#### Exercise passage:
####

For instance Program #4, the animation show, features Marie-Jose Saint-Pierre’s animated documentary about (and homage to) Canadian film innovator Norman McLaren, entitled McLaren’s Negatives. The film is absolutely gorgeous, making use of McLaren’s own techniques of painting directly on and scratching the surface of the emulsion to create beautiful images that wriggle and dance across the screen. Saint-Pierre also integrates real footage of McLaren and clips of his own films, all accompanied by a cool, jazzy soundtrack of original music. This film is visual poetry. See it!

Also outstanding is Stacy Steers’ Phantom Canyon, an animated short painstakingly composed from nearly four thousand collages. This film tells the strange and erotic story of a bare-breasted woman who’s plagued by giant beetles that crawl from beneath the sheets of her floating bed. While battling these insects with giant scissors, she falls off the bed and down, down, down to a room inhabited by a nude man with bat wings. He pursues the bare-breasted woman, they make love, and for a very short time all goes well. . .

####

#### Stored data:
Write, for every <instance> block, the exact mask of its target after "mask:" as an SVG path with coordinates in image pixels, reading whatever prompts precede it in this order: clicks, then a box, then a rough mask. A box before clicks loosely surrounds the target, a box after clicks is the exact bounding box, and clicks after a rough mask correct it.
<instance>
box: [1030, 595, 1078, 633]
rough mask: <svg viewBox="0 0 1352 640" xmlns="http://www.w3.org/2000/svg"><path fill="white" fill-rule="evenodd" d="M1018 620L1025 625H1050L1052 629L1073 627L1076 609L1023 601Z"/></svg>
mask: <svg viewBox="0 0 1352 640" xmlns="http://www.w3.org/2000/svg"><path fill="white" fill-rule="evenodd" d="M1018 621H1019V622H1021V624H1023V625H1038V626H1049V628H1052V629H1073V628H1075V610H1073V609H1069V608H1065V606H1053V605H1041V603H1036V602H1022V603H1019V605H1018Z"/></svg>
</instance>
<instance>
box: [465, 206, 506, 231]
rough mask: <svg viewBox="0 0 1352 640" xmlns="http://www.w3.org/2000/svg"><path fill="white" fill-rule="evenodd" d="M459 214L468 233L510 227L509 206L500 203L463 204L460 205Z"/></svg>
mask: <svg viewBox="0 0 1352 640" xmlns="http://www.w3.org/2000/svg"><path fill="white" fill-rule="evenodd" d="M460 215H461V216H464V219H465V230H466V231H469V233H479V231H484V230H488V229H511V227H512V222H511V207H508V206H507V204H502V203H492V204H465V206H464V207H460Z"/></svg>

####

#### Work instruction A:
According to the film review, roughly how many collages make up Stacy Steers' Phantom Canyon?
#### Work instruction B:
Retype everything in the film review from "For instance Program" down to "poetry. See it!".
The records were taken from a separate source.

#### Answer A:
Nearly four thousand.

#### Answer B:
For instance Program #4, the animation show, features Marie-Jose Saint-Pierre’s animated documentary about (and homage to) Canadian film innovator Norman McLaren, entitled McLaren’s Negatives. The film is absolutely gorgeous, making use of McLaren’s own techniques of painting directly on and scratching the surface of the emulsion to create beautiful images that wriggle and dance across the screen. Saint-Pierre also integrates real footage of McLaren and clips of his own films, all accompanied by a cool, jazzy soundtrack of original music. This film is visual poetry. See it!